• _Objective_
Copy out every entry below, substituting "one point per line" for each occurrence of "one point to a line" and keeping everything else unchanged.

Point placement entries
════
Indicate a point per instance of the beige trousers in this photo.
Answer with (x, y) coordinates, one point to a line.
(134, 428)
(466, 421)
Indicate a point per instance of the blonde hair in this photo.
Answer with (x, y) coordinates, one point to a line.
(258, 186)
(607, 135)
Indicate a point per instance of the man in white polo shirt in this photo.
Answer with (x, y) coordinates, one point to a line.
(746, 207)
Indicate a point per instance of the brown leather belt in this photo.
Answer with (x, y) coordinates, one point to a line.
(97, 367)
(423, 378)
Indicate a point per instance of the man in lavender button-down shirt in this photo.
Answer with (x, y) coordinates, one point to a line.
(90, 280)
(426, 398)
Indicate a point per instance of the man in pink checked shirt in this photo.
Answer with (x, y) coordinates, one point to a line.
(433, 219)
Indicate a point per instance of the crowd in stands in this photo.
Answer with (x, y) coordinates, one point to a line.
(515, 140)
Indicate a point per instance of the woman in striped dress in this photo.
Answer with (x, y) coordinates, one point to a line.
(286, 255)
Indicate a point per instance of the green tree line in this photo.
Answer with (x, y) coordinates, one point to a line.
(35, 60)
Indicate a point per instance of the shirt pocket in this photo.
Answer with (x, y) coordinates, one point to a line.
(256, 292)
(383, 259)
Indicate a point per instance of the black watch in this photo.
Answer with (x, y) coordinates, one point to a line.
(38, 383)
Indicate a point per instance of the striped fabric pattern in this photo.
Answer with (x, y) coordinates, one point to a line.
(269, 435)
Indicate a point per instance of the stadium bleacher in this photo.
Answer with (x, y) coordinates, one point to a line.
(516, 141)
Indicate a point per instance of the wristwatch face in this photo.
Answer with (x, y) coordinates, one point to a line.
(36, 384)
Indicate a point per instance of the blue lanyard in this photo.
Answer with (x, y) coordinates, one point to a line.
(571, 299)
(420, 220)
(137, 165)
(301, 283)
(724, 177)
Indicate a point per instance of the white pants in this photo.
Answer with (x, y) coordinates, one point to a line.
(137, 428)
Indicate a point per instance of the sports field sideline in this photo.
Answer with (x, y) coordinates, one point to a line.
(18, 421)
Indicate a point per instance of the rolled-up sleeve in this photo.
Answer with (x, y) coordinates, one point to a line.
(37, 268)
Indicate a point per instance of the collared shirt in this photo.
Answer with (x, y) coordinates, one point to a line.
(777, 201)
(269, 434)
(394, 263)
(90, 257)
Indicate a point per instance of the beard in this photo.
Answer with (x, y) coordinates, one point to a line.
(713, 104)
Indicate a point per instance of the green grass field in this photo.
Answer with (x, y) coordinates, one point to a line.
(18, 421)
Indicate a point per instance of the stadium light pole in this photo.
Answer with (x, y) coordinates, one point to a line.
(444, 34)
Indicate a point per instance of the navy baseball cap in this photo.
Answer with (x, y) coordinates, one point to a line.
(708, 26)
════
• _Answer to the task_
Indicate a point per instance of the beige trousers in this photo.
Answer with (x, y) coordinates, one point per line.
(134, 428)
(466, 421)
Indicate a point per instance of the blonde hair in this photo.
Answer with (x, y) coordinates, one point per line.
(258, 186)
(607, 135)
Indicate a point per instance of the man in white polo shirt in this photo.
Answer with (x, y) coordinates, one point per line.
(746, 207)
Indicate a point per instance of the brown leather belt in this photo.
Answer with (x, y) coordinates, one point per line.
(97, 367)
(423, 378)
Indicate a point per instance of the man in lavender button-down shirt in this photo.
Answer with (x, y) coordinates, one point per line.
(90, 280)
(426, 398)
Indicate a point per instance of the man in pink checked shirt in this photo.
Answer with (x, y) coordinates, one point per line.
(433, 219)
Indicate a point per instance of the crowd in stands in this photo.
Answer with (x, y) coordinates, one point per line.
(515, 140)
Indicate a point per instance of the woman in striped dress in this photo.
Answer with (x, y) coordinates, one point per line.
(286, 255)
Indicate a point per instance of the green tree line in this photo.
Answer with (x, y) coordinates, one point per line.
(35, 60)
Indicate a point per instance of the shirt pocket in this photo.
Answer with (x, y) coordinates, one point per line.
(256, 292)
(383, 259)
Indicate a point per instance of the black watch in this photo.
Answer with (x, y) coordinates, one point per line.
(38, 383)
Indicate a point per instance of the striped fabric pattern in this photo.
Answer with (x, y) coordinates, one point per line.
(269, 435)
Indicate a point per instance of the stadium bleacher in this photo.
Answer with (x, y) coordinates, one point per line.
(516, 141)
Indicate a point per instance of the wristwatch face in this photo.
Answer with (x, y) coordinates, one point per line.
(36, 384)
Indicate a point per instance of the blue lanyard in this photo.
Answer with (x, y) coordinates, one point per line.
(571, 299)
(420, 220)
(137, 165)
(301, 283)
(724, 177)
Indicate a point per instance of the white pants in this photo.
Answer with (x, y) coordinates, one point per line.
(137, 428)
Indicate a point per instance of the sports field sideline in this photo.
Answer with (x, y) coordinates, one point per line.
(18, 421)
Indicate a point per instance of the rolled-up sleeve in this photo.
Answer with (x, y) coordinates, one point per line.
(37, 268)
Indicate a point per instance of the collared shirt in this photo.
Answer with (x, y) coordinates, one point per line.
(777, 201)
(269, 434)
(394, 263)
(90, 257)
Indicate a point per instance of the beard in this photo.
Answer with (x, y) coordinates, one point per line.
(713, 104)
Indicate a point per instance of the green grass field in this photo.
Answer with (x, y) coordinates, one point per line.
(18, 421)
Indicate a point per instance of the stadium light pole in this photo.
Answer with (x, y) coordinates, one point per line.
(444, 34)
Indicate a point per instance of the navy baseball cap in this photo.
Answer with (x, y) coordinates, one point per line.
(708, 26)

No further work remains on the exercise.